Advertisement

Picture of Miriam Vargas and words Citizen Miriam

Community Meeting in Support of Miriam Vargas & Family
Monday, February 10, 2020, 6:30- 8:30 PM
Please join us on Monday, February 10th, 2020 at 6:30 p.m. as we continue the conversation on how we can best support Miriam Vargas and her family. Your support over the past year has been much appreciated and we hope you will join us as we share and make plans for the coming months.  Location:  First English Lutheran Church, 1015 E. Main St., Columbus, OH 43205.  Facebook.  

As I reflect on 2019 I realize that being involved with the Miriam Vargas “Team Miriam” (www.citizenmiriam.org) project at the First English Lutheran Church has been my most personal fulfilling work for the year, perhaps even for the past few years. Over the course of 2019 I lost a friend/mentor, Ruben Castilla Herrera, faced many of my own misconceptions and fears about what society tells me is “normal,” and stood up to authority in a way I might not have imagined a year ago.

§ **REQUIRED ACTION**
Translate this sentence from the passage on supporting Miriam Vargas into Spanish: "Your support over the past year has been much appreciated and we hope you will join us as we share and make plans for the coming months."

§ **GIVEN ENTRIES**
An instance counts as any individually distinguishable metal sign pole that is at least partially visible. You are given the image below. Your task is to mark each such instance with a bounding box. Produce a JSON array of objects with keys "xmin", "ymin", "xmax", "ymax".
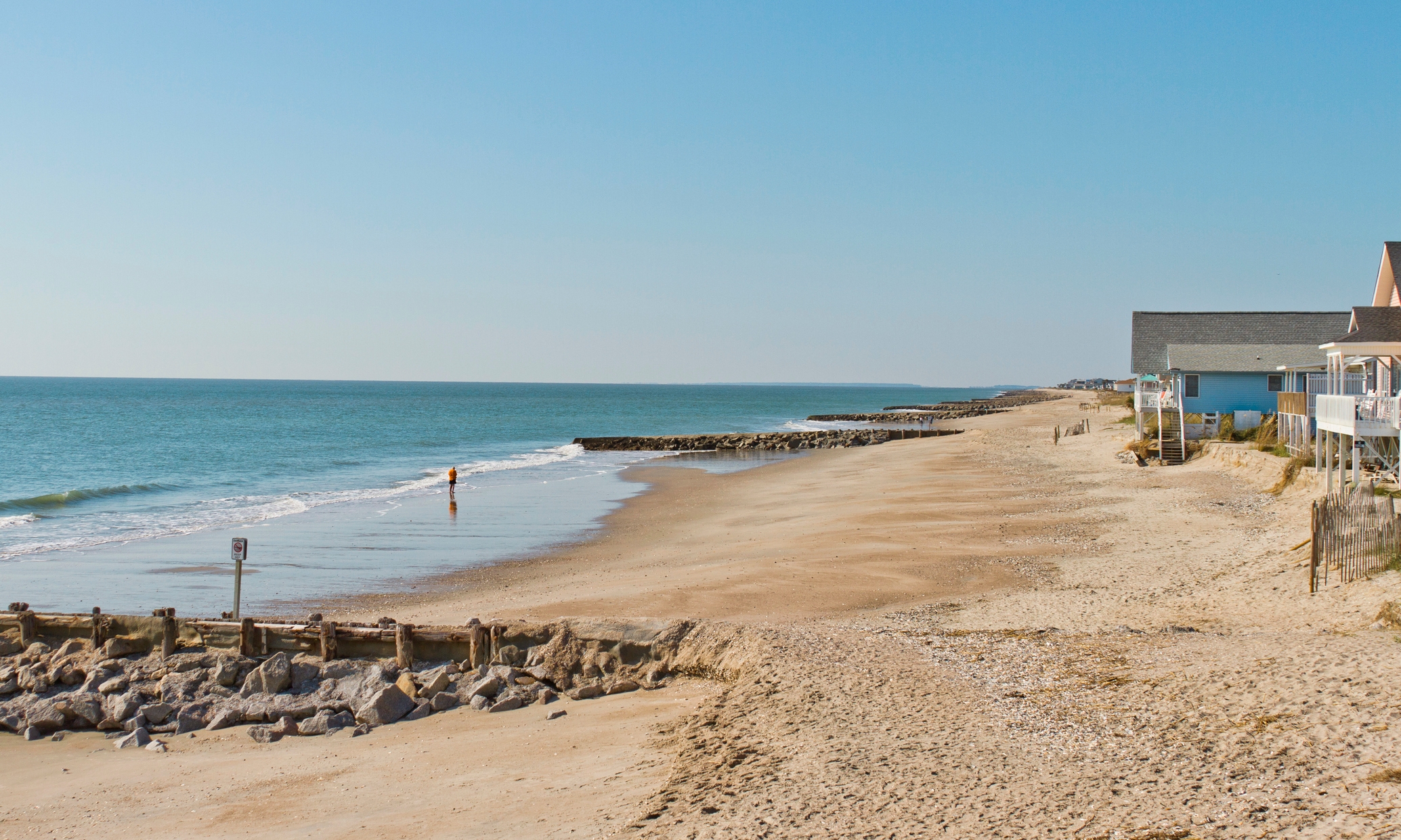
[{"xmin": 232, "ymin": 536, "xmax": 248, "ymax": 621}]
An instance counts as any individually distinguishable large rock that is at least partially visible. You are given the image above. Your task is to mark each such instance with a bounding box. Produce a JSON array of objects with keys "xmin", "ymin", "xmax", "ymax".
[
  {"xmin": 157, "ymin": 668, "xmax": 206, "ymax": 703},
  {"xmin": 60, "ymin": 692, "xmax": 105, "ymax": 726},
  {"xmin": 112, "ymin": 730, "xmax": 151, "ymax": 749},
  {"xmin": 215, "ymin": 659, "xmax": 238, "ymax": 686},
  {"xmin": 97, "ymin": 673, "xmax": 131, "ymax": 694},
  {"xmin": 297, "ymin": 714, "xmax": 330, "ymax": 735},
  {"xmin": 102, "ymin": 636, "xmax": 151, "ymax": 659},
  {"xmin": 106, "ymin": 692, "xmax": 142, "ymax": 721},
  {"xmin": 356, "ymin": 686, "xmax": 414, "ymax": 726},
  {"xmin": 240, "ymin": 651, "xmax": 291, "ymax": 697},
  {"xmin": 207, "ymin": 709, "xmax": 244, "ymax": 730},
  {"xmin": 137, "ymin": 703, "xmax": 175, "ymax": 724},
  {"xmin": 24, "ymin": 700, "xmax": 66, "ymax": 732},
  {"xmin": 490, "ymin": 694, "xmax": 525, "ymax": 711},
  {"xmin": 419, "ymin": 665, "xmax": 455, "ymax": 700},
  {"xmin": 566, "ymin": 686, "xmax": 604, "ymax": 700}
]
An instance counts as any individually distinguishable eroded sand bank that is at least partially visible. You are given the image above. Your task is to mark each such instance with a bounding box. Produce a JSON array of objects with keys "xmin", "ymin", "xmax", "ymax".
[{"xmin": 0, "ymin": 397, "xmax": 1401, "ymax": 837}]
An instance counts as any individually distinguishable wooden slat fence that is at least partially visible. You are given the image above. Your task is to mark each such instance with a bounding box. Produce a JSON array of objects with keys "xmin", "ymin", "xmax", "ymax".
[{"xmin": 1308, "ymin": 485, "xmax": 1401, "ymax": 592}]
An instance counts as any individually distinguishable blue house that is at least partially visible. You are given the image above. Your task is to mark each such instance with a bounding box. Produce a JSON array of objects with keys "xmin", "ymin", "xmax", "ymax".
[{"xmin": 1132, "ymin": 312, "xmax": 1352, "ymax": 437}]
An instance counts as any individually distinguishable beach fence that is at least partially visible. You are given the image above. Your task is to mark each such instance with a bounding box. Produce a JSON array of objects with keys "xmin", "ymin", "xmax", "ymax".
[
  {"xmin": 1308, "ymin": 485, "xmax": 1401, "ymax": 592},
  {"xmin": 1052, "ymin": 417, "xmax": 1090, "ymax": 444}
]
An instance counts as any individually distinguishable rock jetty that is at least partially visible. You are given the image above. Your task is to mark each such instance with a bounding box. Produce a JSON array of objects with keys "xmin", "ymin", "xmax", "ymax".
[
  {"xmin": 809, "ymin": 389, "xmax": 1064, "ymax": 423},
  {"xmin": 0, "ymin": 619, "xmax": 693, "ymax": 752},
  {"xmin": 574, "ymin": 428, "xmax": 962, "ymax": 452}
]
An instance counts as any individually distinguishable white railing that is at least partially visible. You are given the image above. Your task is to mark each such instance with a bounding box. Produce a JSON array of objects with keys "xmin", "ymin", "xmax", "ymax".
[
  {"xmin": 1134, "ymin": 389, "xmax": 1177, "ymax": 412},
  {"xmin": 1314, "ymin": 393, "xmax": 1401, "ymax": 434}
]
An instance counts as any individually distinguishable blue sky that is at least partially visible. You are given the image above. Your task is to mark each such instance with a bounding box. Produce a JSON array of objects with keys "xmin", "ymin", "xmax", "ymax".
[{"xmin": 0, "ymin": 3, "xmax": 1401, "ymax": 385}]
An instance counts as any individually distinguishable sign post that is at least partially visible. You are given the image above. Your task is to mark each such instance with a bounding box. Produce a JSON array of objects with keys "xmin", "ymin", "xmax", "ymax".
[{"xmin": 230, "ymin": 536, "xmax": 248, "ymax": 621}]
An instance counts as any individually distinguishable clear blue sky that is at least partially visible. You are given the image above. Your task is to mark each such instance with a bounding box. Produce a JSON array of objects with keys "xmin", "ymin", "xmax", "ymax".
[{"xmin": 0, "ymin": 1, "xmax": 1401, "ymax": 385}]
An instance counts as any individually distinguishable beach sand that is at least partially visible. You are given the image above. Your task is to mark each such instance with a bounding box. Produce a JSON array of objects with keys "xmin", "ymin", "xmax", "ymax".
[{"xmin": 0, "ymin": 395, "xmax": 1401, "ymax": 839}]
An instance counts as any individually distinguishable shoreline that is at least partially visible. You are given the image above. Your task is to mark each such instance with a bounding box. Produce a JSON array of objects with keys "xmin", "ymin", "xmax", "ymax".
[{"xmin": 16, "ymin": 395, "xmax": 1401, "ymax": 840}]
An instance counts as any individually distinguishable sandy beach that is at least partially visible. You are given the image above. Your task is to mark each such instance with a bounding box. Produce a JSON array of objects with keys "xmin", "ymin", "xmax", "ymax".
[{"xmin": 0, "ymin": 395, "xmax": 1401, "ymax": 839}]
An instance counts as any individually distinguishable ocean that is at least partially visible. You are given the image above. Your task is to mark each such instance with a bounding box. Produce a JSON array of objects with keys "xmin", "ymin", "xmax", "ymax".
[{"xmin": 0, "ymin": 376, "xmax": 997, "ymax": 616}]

==

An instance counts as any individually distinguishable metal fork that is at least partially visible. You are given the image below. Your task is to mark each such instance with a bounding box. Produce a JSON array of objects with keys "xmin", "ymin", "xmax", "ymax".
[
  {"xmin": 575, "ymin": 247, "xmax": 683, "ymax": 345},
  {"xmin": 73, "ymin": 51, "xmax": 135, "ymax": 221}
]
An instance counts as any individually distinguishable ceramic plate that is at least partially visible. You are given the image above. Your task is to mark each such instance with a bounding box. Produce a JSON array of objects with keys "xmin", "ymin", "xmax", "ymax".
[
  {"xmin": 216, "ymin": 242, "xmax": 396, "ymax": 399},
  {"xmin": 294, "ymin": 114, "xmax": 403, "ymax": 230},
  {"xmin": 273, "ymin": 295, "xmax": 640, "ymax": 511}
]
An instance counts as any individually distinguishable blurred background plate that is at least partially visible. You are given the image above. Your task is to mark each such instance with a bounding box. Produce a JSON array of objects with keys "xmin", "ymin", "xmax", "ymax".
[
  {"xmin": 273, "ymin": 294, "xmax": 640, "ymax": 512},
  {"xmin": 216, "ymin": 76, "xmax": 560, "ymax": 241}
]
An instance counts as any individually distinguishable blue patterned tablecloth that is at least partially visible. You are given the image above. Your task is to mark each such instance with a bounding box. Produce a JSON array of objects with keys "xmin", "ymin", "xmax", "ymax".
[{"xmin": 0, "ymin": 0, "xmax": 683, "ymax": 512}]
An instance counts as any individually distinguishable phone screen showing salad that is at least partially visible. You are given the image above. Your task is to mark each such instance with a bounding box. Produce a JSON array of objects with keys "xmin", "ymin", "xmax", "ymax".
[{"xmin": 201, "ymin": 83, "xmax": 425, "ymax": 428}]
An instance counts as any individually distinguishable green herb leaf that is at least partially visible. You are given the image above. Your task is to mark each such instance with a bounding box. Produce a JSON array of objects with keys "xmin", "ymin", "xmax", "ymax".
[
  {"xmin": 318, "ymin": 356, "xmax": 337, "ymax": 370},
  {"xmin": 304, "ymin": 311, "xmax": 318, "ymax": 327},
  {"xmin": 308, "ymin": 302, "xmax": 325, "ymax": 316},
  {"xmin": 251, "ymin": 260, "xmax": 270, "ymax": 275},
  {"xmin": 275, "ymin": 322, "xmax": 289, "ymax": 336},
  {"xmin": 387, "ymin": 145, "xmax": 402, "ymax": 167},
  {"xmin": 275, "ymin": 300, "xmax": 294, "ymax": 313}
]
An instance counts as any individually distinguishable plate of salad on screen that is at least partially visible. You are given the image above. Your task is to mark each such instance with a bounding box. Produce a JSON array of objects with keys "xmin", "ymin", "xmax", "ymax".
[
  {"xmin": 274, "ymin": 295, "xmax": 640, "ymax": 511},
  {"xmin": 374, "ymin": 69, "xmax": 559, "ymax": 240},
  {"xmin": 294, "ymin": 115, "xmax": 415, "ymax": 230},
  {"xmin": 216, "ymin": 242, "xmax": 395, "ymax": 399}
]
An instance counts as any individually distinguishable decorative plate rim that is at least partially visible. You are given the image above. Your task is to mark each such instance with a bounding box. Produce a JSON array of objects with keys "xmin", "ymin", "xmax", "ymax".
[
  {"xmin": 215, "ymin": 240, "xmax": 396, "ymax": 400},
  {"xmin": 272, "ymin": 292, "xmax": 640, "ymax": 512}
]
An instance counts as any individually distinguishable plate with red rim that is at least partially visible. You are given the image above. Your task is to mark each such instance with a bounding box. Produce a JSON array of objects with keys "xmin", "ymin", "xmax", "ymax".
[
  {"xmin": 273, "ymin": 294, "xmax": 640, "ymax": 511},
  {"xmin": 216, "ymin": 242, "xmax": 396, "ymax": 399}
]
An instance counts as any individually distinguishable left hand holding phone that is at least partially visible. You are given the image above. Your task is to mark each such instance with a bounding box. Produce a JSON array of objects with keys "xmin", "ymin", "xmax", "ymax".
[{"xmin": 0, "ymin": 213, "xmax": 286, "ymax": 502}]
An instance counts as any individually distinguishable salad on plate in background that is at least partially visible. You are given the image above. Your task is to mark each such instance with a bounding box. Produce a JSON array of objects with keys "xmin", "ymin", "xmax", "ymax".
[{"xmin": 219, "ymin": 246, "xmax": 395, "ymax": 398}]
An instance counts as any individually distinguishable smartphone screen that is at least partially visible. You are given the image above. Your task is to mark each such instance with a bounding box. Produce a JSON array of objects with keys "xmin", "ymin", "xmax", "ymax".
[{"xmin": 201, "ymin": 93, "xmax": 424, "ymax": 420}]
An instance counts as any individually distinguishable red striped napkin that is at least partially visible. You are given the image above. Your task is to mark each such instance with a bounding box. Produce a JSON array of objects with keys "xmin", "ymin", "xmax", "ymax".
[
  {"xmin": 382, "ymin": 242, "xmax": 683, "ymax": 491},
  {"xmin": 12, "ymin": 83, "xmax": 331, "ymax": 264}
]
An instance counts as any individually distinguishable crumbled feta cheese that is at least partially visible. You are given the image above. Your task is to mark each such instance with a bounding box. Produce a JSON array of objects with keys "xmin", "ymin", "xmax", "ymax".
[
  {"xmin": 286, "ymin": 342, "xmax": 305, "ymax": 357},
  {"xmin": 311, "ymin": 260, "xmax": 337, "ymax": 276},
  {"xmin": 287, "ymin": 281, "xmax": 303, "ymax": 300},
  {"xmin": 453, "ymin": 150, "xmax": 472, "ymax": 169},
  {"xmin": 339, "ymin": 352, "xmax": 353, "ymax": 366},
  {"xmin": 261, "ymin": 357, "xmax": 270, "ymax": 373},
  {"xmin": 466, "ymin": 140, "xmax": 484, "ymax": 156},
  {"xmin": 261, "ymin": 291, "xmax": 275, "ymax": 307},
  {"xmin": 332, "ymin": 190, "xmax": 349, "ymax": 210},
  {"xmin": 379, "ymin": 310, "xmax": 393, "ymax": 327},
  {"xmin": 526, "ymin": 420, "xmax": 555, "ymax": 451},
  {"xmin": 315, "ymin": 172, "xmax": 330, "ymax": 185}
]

§ **EXERCISE RESPONSE**
Su apoyo durante el último año ha sido muy apreciado, y esperamos que nos acompañen mientras compartimos y hacemos planes para los próximos meses.